I'd like every line from the material below that has "each" in it.

--- Provided entries ---
· · · · ·
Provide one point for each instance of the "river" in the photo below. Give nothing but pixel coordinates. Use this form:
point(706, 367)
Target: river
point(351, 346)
· · · · ·
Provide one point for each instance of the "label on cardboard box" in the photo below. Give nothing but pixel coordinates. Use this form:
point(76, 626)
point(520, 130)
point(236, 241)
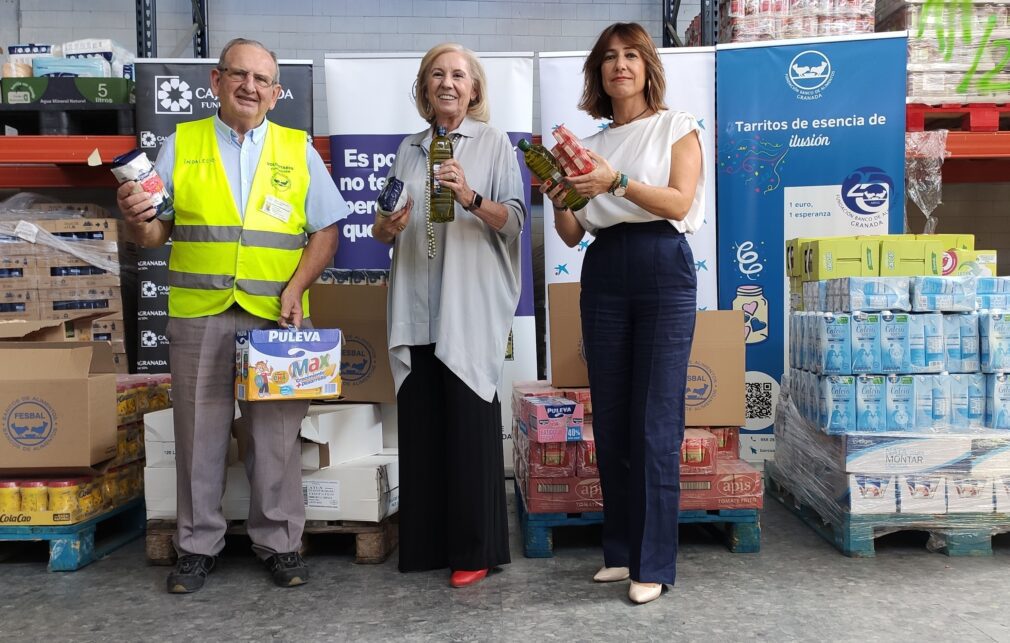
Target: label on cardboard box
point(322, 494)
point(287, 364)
· · · · ·
--- Output of the exercise ---
Provide one point for each instance of the "river" in the photo below. Give nothing but pixel coordinates. Use this form:
Provide one point for each instance of the "label on cardboard box" in the photo below. Give nothing but pixel coordinates. Use this form:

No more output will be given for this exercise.